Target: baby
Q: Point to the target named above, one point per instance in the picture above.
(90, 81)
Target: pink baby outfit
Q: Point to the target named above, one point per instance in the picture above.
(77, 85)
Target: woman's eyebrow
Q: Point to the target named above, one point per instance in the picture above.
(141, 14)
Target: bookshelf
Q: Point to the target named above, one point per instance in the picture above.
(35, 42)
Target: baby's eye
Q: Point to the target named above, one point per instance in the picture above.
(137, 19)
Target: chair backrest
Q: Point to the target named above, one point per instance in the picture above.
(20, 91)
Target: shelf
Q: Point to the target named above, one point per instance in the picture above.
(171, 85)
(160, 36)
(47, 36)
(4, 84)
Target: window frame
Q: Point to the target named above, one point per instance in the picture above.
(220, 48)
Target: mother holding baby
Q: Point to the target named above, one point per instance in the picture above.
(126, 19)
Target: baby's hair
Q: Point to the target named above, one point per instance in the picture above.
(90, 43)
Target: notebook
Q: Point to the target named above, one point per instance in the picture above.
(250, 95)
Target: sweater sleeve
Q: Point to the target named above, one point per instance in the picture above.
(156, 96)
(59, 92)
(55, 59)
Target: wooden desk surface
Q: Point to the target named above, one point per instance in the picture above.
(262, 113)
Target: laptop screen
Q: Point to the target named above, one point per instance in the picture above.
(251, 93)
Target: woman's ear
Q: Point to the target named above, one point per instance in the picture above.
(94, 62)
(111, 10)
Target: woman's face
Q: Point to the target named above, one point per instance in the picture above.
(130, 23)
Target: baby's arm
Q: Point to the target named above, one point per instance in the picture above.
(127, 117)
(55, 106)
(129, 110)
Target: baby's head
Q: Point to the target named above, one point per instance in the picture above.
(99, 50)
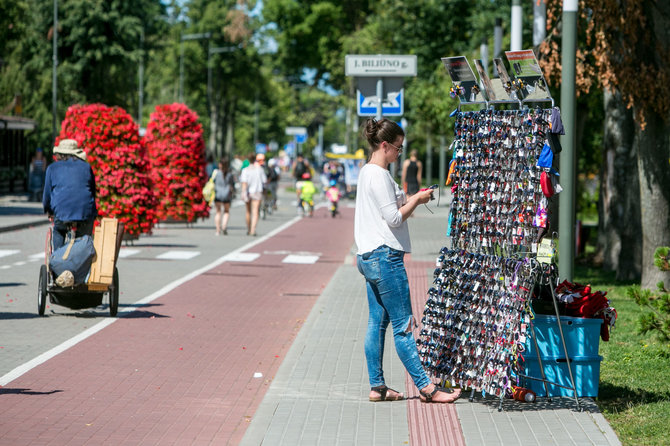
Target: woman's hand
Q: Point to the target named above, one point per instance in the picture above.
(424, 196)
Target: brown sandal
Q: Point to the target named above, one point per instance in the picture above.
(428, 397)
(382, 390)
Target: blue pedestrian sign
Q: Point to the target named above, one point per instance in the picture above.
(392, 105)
__________
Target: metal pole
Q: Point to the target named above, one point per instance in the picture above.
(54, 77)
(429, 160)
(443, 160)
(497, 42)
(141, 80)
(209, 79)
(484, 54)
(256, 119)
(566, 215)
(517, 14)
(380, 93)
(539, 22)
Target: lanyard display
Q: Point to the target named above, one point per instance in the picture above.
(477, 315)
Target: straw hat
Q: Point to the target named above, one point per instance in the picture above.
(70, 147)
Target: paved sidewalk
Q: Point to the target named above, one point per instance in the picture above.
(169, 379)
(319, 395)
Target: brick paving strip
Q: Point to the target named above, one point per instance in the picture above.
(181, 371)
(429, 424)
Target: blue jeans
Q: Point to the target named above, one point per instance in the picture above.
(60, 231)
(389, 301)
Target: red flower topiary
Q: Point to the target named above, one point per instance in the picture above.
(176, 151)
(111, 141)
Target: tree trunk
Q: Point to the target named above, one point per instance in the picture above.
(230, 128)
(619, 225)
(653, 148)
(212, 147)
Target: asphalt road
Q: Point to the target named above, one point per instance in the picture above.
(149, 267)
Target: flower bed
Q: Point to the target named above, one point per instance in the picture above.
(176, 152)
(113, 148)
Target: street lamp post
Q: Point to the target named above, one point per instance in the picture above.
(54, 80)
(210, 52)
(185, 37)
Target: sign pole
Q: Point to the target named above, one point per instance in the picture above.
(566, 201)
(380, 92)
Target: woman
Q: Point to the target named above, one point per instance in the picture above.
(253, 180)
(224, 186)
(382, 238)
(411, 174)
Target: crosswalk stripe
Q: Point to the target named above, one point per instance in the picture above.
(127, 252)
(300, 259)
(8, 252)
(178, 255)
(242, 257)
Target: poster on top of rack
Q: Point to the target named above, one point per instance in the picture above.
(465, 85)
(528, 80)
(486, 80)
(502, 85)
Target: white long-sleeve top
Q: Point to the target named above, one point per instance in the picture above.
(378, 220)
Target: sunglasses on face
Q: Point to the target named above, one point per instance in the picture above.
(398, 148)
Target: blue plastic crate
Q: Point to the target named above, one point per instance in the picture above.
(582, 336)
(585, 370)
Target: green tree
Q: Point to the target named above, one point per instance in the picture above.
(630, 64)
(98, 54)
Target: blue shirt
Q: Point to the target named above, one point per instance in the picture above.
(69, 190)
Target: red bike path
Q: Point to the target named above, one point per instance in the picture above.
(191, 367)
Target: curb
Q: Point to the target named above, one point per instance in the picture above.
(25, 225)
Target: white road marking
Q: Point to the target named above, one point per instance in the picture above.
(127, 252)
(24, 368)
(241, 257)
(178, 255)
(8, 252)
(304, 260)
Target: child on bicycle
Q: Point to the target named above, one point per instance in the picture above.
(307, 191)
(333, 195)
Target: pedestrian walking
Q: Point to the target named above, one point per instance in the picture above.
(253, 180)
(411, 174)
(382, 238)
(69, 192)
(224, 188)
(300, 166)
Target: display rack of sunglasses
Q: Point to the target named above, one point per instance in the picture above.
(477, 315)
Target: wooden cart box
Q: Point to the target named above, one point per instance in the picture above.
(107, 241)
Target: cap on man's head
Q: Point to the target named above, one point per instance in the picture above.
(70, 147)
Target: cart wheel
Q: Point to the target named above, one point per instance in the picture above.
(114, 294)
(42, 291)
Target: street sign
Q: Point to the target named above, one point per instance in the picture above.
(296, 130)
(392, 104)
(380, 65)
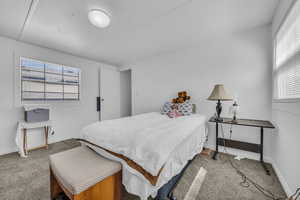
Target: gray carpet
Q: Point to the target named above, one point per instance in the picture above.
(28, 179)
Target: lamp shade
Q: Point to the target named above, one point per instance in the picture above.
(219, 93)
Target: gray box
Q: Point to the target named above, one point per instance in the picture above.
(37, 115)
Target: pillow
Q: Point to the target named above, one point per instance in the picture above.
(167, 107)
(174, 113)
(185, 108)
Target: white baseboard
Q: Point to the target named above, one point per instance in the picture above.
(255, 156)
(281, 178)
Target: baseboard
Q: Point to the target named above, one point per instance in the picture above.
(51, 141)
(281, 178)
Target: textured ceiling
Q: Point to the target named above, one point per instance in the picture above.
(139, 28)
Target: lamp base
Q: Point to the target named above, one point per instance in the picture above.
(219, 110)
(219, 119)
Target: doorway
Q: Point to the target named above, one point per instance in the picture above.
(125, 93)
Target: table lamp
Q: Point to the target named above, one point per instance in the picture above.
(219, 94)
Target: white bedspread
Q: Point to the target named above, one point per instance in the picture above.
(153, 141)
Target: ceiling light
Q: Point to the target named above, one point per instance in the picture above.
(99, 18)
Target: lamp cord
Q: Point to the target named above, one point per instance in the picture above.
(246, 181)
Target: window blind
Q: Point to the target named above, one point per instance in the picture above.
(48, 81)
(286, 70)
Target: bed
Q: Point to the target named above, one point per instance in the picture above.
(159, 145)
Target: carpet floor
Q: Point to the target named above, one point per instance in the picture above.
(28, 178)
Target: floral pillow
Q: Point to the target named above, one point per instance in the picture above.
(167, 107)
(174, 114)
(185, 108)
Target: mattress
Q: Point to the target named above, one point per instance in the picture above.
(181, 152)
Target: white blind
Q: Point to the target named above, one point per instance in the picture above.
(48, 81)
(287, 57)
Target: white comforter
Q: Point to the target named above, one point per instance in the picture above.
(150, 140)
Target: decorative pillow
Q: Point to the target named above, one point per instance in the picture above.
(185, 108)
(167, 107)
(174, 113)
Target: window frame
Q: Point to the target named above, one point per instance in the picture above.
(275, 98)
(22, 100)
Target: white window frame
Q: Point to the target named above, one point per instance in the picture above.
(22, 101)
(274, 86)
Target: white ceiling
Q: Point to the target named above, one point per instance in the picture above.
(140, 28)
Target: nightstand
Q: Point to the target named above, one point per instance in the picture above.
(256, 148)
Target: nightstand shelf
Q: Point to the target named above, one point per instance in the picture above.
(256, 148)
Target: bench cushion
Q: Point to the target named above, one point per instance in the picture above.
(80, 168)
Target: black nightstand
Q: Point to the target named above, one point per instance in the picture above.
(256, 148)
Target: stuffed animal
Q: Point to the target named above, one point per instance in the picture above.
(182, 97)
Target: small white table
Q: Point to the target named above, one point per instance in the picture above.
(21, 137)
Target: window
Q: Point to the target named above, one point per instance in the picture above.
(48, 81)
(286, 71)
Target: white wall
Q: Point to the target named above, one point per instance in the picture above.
__________
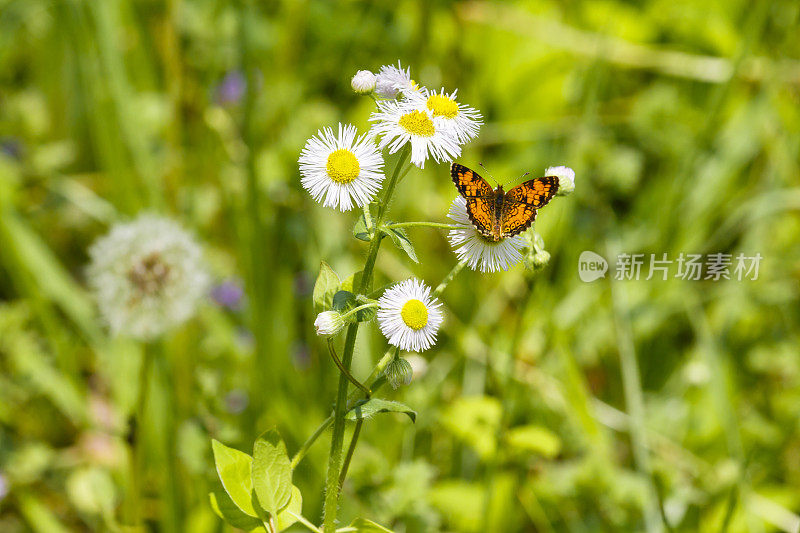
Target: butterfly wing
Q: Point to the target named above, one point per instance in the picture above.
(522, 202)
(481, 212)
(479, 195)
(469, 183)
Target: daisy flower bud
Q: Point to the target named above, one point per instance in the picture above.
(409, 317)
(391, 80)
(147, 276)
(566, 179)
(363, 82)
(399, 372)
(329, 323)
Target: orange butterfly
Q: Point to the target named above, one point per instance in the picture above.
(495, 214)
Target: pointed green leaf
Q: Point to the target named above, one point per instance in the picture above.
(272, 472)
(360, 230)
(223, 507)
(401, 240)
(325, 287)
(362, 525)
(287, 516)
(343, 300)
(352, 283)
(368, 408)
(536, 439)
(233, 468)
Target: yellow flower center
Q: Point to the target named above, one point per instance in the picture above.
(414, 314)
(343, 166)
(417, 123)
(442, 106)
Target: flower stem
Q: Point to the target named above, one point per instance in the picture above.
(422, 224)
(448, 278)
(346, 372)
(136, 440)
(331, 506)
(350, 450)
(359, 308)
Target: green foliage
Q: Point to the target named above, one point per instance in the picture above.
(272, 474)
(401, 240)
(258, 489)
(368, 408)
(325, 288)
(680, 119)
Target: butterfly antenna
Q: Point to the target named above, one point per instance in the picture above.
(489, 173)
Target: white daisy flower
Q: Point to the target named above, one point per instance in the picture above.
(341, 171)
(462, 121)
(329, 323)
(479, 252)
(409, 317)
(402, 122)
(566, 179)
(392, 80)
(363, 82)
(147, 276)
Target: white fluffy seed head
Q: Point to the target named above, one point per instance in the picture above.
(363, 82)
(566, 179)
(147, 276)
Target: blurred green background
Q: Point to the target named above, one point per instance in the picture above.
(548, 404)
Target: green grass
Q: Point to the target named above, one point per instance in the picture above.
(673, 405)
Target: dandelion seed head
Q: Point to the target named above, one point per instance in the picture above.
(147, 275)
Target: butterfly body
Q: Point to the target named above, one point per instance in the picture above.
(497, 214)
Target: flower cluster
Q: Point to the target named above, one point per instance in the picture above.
__________
Transcribe the lines above between the line holding "Target: sign pole" and the line holding "Target: red bike path", inclusive, exactly as they stand and with nothing added.

Target: sign pole
Q: Point to the target named above, one point per instance in the picture above.
(566, 201)
(380, 92)
Target: woman
Q: Point to the target named above, one point per instance in the picture above.
(253, 180)
(224, 186)
(382, 238)
(411, 174)
Target: crosswalk stripe
Q: Point to the target named above, one point per instance in the picture above.
(127, 252)
(300, 259)
(8, 252)
(178, 255)
(242, 257)
Target: poster on top of rack
Q: Point to the target named above, one point per instance in the picture above.
(465, 85)
(528, 80)
(486, 80)
(502, 85)
Target: white long-sleeve top
Q: Point to the target named above, one point per instance in the picture above.
(378, 220)
Target: sunglasses on face
Q: Point to the target named above, one point per instance in the picture above.
(398, 148)
Target: blue plastic crate
Q: Point to the target named above, one point per instance in the picture above.
(582, 336)
(585, 370)
Target: green tree
Q: Point to the target named above, one point per instance in the picture above.
(630, 64)
(98, 54)
Target: blue shirt
Q: Point to the target named above, one point per instance in the picture above.
(69, 190)
Target: red bike path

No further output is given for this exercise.